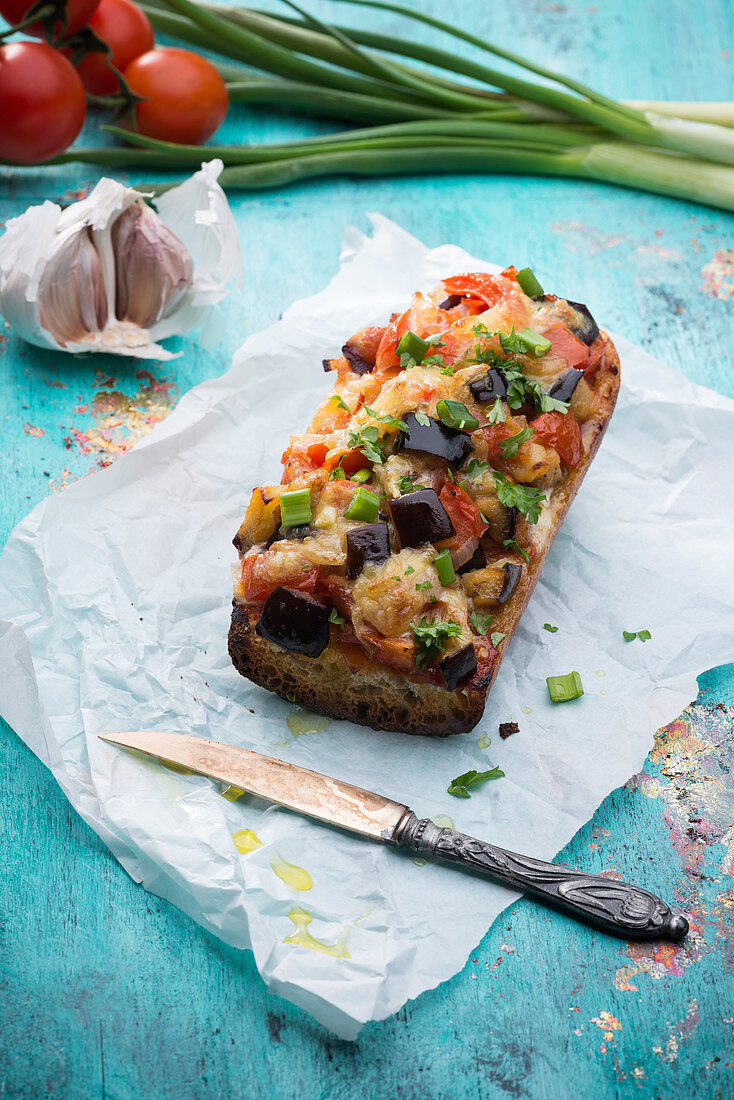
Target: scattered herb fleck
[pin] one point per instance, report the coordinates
(459, 787)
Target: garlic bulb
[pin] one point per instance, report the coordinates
(110, 274)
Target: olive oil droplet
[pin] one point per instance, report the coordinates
(302, 936)
(231, 793)
(294, 877)
(247, 840)
(303, 722)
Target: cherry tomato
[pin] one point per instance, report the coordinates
(560, 430)
(463, 514)
(128, 32)
(42, 102)
(488, 288)
(185, 98)
(78, 12)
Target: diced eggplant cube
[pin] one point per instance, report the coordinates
(420, 518)
(477, 561)
(584, 327)
(294, 620)
(436, 438)
(565, 388)
(513, 573)
(459, 667)
(357, 360)
(490, 387)
(364, 545)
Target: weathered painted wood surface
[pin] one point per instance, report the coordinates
(107, 991)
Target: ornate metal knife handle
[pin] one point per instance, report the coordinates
(616, 906)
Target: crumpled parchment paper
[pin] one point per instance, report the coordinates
(116, 598)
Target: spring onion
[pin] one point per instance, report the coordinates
(428, 119)
(528, 283)
(296, 507)
(456, 415)
(364, 506)
(563, 689)
(445, 568)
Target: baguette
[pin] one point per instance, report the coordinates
(422, 503)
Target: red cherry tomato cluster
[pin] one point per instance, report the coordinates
(183, 98)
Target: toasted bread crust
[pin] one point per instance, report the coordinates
(378, 696)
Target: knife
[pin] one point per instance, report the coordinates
(616, 906)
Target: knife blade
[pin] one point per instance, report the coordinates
(616, 906)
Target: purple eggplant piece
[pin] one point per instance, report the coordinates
(477, 561)
(420, 518)
(367, 545)
(294, 620)
(357, 360)
(513, 573)
(565, 387)
(490, 387)
(436, 438)
(459, 667)
(585, 327)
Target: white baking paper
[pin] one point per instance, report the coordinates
(116, 596)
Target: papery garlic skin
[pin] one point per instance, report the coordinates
(72, 295)
(109, 274)
(152, 267)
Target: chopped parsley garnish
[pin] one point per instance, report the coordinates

----------------

> **What the exercise asks**
What you return must be an exact retyping of the lines above starting at the line with "Target: crumpled parchment paper" and ending at the line with "Target: knife blade", and nothing besides.

> **Task solution**
Target: crumpled parchment paper
[pin] one point per instance, report the coordinates
(116, 598)
Target: spring onion
[pin] one point per instance, report the coordinates
(428, 119)
(528, 283)
(296, 507)
(456, 415)
(364, 506)
(563, 689)
(445, 568)
Target: baguette
[pin] one point per instance, report the coordinates
(422, 503)
Target: red cherry tomato cluster
[pin] one point per instance, report the coordinates
(183, 98)
Target: toasted bread crust
[pin] one point per instance, report the coordinates
(378, 696)
Target: knife
[pin] one point per instance, report the coordinates
(616, 906)
Target: knife blade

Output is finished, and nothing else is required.